From the entries below, extract every line from the one containing "white sand? Tag one per instance." through the final line, both ends included, reproducing each without change.
--- start DATA ---
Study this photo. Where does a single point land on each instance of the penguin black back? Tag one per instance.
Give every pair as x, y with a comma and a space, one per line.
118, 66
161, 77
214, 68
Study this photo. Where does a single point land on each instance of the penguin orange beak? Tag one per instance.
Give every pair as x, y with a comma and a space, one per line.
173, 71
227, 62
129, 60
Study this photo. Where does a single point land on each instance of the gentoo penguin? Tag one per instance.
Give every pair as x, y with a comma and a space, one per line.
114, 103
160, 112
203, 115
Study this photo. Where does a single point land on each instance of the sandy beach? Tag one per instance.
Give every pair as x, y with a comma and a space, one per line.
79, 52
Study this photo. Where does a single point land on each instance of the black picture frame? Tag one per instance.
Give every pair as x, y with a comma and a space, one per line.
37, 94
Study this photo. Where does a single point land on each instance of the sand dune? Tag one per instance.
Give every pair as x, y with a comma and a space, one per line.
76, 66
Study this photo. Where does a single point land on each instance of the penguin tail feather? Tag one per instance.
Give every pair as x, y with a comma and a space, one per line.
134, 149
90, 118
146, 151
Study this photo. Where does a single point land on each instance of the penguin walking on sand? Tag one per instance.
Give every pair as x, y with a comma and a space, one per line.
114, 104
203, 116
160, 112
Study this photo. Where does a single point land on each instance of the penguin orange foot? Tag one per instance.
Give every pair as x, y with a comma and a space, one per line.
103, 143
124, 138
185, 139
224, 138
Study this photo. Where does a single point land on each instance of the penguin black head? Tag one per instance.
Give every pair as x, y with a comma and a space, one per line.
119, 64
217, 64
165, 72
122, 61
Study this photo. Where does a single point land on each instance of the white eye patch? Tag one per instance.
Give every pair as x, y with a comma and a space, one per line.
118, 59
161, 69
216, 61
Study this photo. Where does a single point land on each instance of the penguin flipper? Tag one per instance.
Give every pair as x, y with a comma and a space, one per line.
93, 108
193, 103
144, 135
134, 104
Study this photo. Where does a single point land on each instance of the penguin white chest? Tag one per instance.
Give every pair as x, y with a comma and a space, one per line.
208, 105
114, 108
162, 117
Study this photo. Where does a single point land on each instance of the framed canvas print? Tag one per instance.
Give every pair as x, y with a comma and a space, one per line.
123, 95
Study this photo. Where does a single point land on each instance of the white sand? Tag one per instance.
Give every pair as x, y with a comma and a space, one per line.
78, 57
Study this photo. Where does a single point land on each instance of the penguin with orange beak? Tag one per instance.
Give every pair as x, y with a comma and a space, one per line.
--- end DATA ---
ANSWER TO THE TASK:
Study this photo. Where does a single point land on each instance of the white sand? Tag one per instance.
Give every pair as x, y with a comma and a space, one per line.
78, 57
Study this photo. Where does a single point land on each instance of the penguin with orange beak? Tag one per instance.
Give every pair as x, y with a comma and a space, one per line.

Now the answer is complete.